§ **Directions**:
Reproduce the entries below word for word, leaving out the pictures.

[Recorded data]

----

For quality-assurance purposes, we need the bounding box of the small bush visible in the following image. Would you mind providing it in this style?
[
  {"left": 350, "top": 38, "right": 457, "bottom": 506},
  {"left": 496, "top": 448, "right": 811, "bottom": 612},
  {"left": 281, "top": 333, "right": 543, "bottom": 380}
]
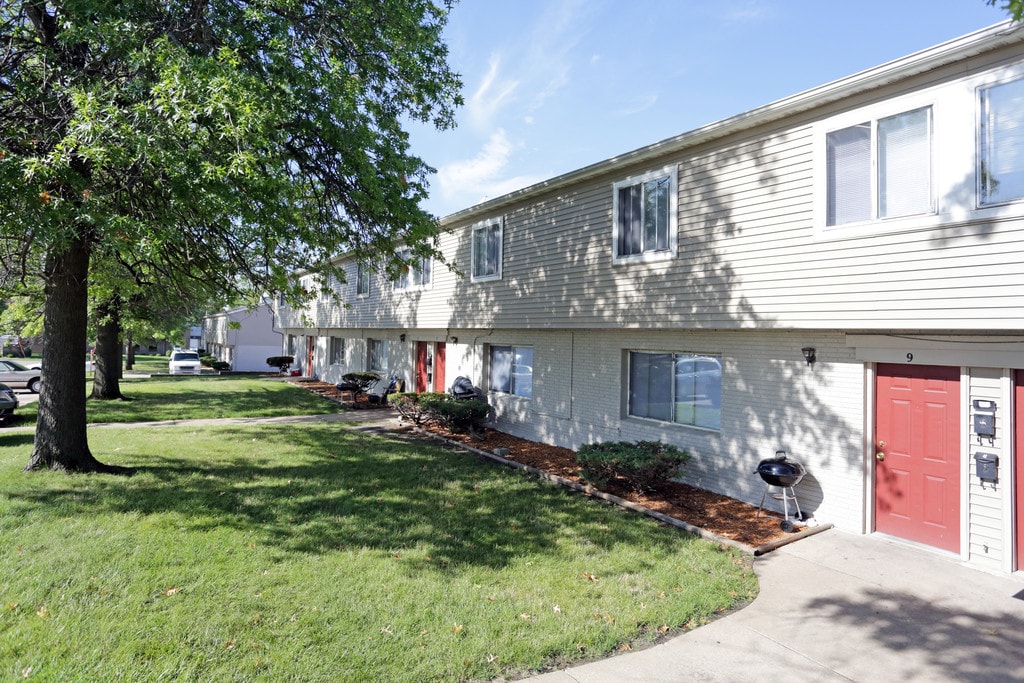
[
  {"left": 387, "top": 393, "right": 443, "bottom": 427},
  {"left": 266, "top": 355, "right": 295, "bottom": 372},
  {"left": 403, "top": 391, "right": 490, "bottom": 432},
  {"left": 577, "top": 441, "right": 690, "bottom": 493}
]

----

§ **Reply to the exercise**:
For quality-assurance purposes, we need the bounding box of the small bush visible in the following image. Would you mind providing it in this style?
[
  {"left": 350, "top": 38, "right": 457, "bottom": 506},
  {"left": 496, "top": 448, "right": 811, "bottom": 612},
  {"left": 281, "top": 333, "right": 543, "bottom": 380}
]
[
  {"left": 387, "top": 393, "right": 443, "bottom": 427},
  {"left": 266, "top": 355, "right": 295, "bottom": 372},
  {"left": 403, "top": 391, "right": 490, "bottom": 432},
  {"left": 577, "top": 441, "right": 690, "bottom": 493}
]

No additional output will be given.